**Task a:** Copy the exhibit text from "After hearing that" up to and including "at the gallery.".

**Source text:**
After hearing that the book written about them casts doubt on their heroism, Don Quixote and Sancho Panza are trapped between their story, already written, and the possibility of telling the story anew. In order to save Dulcinea Del Toboso, whom they have never met, they strive to set out on their way but end up remaining in place. The mythological, heroic journey questions the meaning of truth when there are infinite possibilities for duplication, the relationship between the original and its imitation, and the place of art amidst battles and warfare. The Theater Arts Department will also present the performance art piece Youthful Silence, directed by undergraduate David Amsallem, a work depicting the complexities of soldiers’ daily life.
Above: Assaf Evron, Untitled (San Diego, Prototype of a Wall), 2018, Vinyl print as presented at the gallery.
Artists and Works Featured in the Exhibit: Marina Abramovi, a radical performance artist, was born in Yugoslavia in 1946. Ulay Laysiepen, photographer and artist, was born in Germany in 1943. The two met in Amsterdam in 1976 and began their artistic collaboration, which continued for more than a decade. During this period, they created many performance art pieces which dealt with conflicts in couples’ relationships and pushed the boundaries of the body, the ego, and artistic identity. Extreme and violent, these pieces represented the nullification of personal space, both physically and psychologically. The work presented in this exhibit is the couple’s farewell piece, which takes place on top of the Great Wall of China, in which the two walk towards each other for ninety days and over a distance of 2500 km., up to their meeting which becomes a farewell. The artwork infuses the concept of a wall with layers of meaning: it becomes a place where, on both the personal and psychological levels, connection and separation can coincide.

**Task b:** Find every line in the rows that contains the string "pointer", and copy each of those lines.

**Input records:**
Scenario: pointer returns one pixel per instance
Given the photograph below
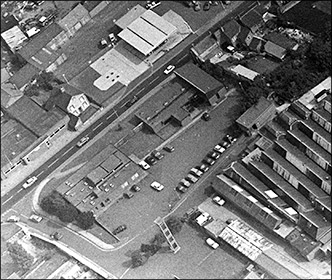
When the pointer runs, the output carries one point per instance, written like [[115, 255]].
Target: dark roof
[[249, 117], [198, 78], [231, 28], [36, 43], [24, 75], [281, 40]]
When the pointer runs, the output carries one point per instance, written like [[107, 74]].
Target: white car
[[213, 244], [29, 182], [218, 200], [144, 165], [169, 69], [157, 186], [218, 148]]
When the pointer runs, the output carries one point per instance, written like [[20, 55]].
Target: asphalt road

**Problem solution a:**
After hearing that the book written about them casts doubt on their heroism, Don Quixote and Sancho Panza are trapped between their story, already written, and the possibility of telling the story anew. In order to save Dulcinea Del Toboso, whom they have never met, they strive to set out on their way but end up remaining in place. The mythological, heroic journey questions the meaning of truth when there are infinite possibilities for duplication, the relationship between the original and its imitation, and the place of art amidst battles and warfare. The Theater Arts Department will also present the performance art piece Youthful Silence, directed by undergraduate David Amsallem, a work depicting the complexities of soldiers’ daily life.
Above: Assaf Evron, Untitled (San Diego, Prototype of a Wall), 2018, Vinyl print as presented at the gallery.

**Problem solution b:**
Scenario: pointer returns one pixel per instance
When the pointer runs, the output carries one point per instance, written like [[115, 255]].
When the pointer runs, the output carries one point per instance, written like [[107, 74]].
When the pointer runs, the output carries one point per instance, written like [[20, 55]].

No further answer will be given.